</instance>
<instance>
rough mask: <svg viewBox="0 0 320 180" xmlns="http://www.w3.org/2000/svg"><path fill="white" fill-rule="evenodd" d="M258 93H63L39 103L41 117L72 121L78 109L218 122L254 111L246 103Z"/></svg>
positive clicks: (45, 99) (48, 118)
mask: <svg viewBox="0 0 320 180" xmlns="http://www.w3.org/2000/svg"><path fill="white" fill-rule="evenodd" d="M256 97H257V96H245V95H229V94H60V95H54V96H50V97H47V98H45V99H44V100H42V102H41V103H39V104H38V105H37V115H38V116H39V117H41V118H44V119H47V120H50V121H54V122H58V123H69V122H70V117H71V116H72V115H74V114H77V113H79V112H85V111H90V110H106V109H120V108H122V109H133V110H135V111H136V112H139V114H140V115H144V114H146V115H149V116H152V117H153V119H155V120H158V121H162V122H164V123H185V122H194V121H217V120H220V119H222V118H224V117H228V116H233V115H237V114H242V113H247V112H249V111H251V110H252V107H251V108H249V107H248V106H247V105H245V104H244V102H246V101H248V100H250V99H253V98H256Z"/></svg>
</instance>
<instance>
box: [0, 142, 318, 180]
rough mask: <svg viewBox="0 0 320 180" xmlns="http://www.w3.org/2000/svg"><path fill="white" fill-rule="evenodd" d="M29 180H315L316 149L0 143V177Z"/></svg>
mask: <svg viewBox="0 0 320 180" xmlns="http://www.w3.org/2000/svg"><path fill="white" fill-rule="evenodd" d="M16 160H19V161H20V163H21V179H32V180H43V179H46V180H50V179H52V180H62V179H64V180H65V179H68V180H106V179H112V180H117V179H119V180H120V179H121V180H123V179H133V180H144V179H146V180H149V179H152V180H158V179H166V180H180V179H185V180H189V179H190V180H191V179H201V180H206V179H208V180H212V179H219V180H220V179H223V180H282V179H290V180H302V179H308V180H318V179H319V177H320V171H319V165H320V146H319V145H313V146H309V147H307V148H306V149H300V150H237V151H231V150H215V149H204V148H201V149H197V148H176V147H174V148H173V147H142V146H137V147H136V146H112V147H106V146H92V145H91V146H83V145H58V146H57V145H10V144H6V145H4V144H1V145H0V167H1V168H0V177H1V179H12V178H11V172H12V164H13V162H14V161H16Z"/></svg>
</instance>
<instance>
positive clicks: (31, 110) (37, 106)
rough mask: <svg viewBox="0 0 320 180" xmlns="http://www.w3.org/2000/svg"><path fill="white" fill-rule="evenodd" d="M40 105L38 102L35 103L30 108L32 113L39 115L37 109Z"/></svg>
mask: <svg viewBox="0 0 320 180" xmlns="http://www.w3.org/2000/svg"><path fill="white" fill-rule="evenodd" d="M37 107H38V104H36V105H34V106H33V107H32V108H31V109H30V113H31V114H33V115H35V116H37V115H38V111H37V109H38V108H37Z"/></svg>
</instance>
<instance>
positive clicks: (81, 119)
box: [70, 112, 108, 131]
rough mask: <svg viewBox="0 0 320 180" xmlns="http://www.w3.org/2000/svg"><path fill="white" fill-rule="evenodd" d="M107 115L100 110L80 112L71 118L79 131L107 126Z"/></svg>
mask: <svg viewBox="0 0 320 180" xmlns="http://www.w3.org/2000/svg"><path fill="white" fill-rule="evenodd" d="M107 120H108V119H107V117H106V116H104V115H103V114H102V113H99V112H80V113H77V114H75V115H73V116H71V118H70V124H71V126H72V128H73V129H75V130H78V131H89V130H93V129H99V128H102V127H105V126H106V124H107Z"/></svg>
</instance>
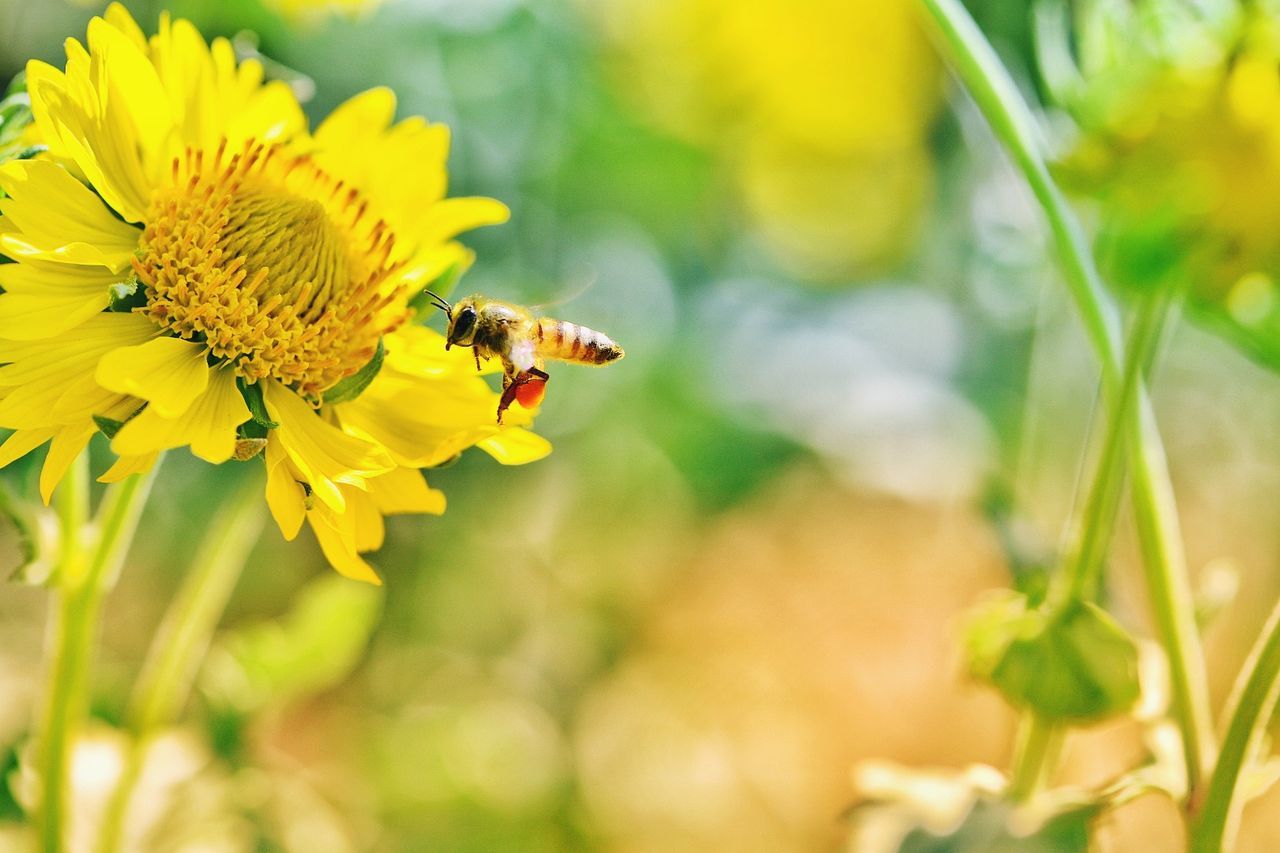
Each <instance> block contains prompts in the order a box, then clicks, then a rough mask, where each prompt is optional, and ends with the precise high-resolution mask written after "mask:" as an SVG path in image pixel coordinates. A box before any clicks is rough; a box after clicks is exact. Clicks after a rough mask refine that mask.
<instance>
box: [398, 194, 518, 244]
mask: <svg viewBox="0 0 1280 853" xmlns="http://www.w3.org/2000/svg"><path fill="white" fill-rule="evenodd" d="M508 219H511V211H509V210H508V209H507V205H504V204H502V202H500V201H495V200H493V199H481V197H461V199H444V200H442V201H436V202H435V204H434V205H431V206H430V207H428V209H426V211H425V213H424V214H422V216H421V220H420V223H419V225H417V228H416V231H417V233H419V234H421V237H422V241H424V242H428V243H433V242H440V243H443V242H445V241H448V240H452V238H453V237H456V236H457V234H460V233H462V232H463V231H471V229H472V228H479V227H480V225H500V224H502V223H504V222H507V220H508Z"/></svg>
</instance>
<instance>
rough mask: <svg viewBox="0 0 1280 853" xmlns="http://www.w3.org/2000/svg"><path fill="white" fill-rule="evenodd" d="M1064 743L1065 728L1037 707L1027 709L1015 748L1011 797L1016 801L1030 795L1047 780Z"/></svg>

☆ ☆ ☆

Edit the listing above so that every "positive clicks" becomes "foreground clicks", with all else unchanged. Leave the picture out of your answer.

» Task answer:
</instance>
<instance>
rough mask: <svg viewBox="0 0 320 180" xmlns="http://www.w3.org/2000/svg"><path fill="white" fill-rule="evenodd" d="M258 93H63L39 103L41 117L72 121L78 109L218 122L254 111L246 103Z"/></svg>
foreground clicks: (45, 99) (48, 118)
mask: <svg viewBox="0 0 320 180" xmlns="http://www.w3.org/2000/svg"><path fill="white" fill-rule="evenodd" d="M256 97H257V96H245V95H229V94H60V95H54V96H50V97H47V98H45V99H44V100H42V102H41V103H39V104H38V105H37V115H38V116H39V117H41V118H44V119H47V120H50V121H54V122H58V123H69V122H70V117H71V116H72V115H74V114H77V113H79V112H85V111H90V110H106V109H120V108H122V109H133V110H135V111H136V112H139V114H140V115H144V114H146V115H149V116H152V117H153V119H155V120H158V121H162V122H164V123H185V122H194V121H217V120H220V119H222V118H224V117H228V116H233V115H237V114H242V113H247V112H249V111H251V110H252V107H251V108H249V107H248V106H247V105H245V104H244V102H246V101H248V100H250V99H253V98H256Z"/></svg>
</instance>
<instance>
box: [0, 142, 318, 180]
rough mask: <svg viewBox="0 0 320 180" xmlns="http://www.w3.org/2000/svg"><path fill="white" fill-rule="evenodd" d="M29 180H315L316 149L0 143V177Z"/></svg>
mask: <svg viewBox="0 0 320 180" xmlns="http://www.w3.org/2000/svg"><path fill="white" fill-rule="evenodd" d="M16 160H19V161H20V163H21V179H32V180H43V179H46V180H50V179H52V180H62V179H64V180H65V179H68V180H106V179H112V180H117V179H119V180H120V179H121V180H123V179H133V180H144V179H146V180H149V179H152V180H158V179H166V180H180V179H185V180H189V179H190V180H191V179H201V180H206V179H208V180H212V179H219V180H220V179H223V180H282V179H290V180H302V179H308V180H318V179H319V177H320V171H319V165H320V146H319V145H313V146H309V147H307V148H306V149H300V150H237V151H231V150H215V149H204V148H201V149H197V148H176V147H174V148H173V147H142V146H137V147H136V146H112V147H106V146H92V145H91V146H83V145H58V146H57V145H10V144H6V145H4V144H1V145H0V167H1V168H0V177H1V179H12V178H11V172H12V164H13V162H14V161H16Z"/></svg>
</instance>
<instance>
foreground clicks: (31, 110) (37, 106)
rough mask: <svg viewBox="0 0 320 180" xmlns="http://www.w3.org/2000/svg"><path fill="white" fill-rule="evenodd" d="M40 105L38 102L35 103L30 108L32 113L39 115L37 109Z"/></svg>
mask: <svg viewBox="0 0 320 180" xmlns="http://www.w3.org/2000/svg"><path fill="white" fill-rule="evenodd" d="M37 107H38V104H36V105H34V106H33V107H32V108H31V109H30V113H31V114H33V115H35V116H37V115H38V111H37V109H38V108H37Z"/></svg>
</instance>
<instance>
foreground clicks: (81, 119)
box: [70, 112, 108, 131]
rough mask: <svg viewBox="0 0 320 180" xmlns="http://www.w3.org/2000/svg"><path fill="white" fill-rule="evenodd" d="M107 115L100 110L80 112L71 118L79 131L107 126Z"/></svg>
mask: <svg viewBox="0 0 320 180" xmlns="http://www.w3.org/2000/svg"><path fill="white" fill-rule="evenodd" d="M107 120H108V119H107V117H106V116H104V115H103V114H102V113H99V112H80V113H77V114H75V115H73V116H71V118H70V124H71V126H72V128H73V129H75V130H78V131H89V130H93V129H99V128H102V127H105V126H106V124H107Z"/></svg>
</instance>
Each <instance> block contains prompts in the order a box, then clicks, then a rough mask, where each prompt is optional, and ends with the precise high-resolution mask written after "mask:" as an SVG path in image pixel coordinates. A box before any clicks is rough; a box after clicks is exact. Clicks after a rough mask refine that mask.
<instance>
box: [398, 194, 518, 244]
mask: <svg viewBox="0 0 1280 853" xmlns="http://www.w3.org/2000/svg"><path fill="white" fill-rule="evenodd" d="M508 219H511V211H509V210H508V209H507V205H504V204H502V202H500V201H495V200H493V199H481V197H461V199H444V200H442V201H436V202H435V204H434V205H431V206H430V207H428V209H426V211H425V213H424V214H422V216H421V220H420V223H419V225H417V228H416V231H417V233H419V234H421V237H422V241H424V242H428V243H433V242H440V243H443V242H445V241H448V240H452V238H453V237H456V236H457V234H460V233H462V232H463V231H471V229H472V228H479V227H480V225H500V224H502V223H504V222H507V220H508Z"/></svg>
</instance>
<instance>
rough mask: <svg viewBox="0 0 1280 853" xmlns="http://www.w3.org/2000/svg"><path fill="white" fill-rule="evenodd" d="M1064 743L1065 728L1037 707L1027 709L1015 748L1011 797L1016 801L1030 795L1047 780Z"/></svg>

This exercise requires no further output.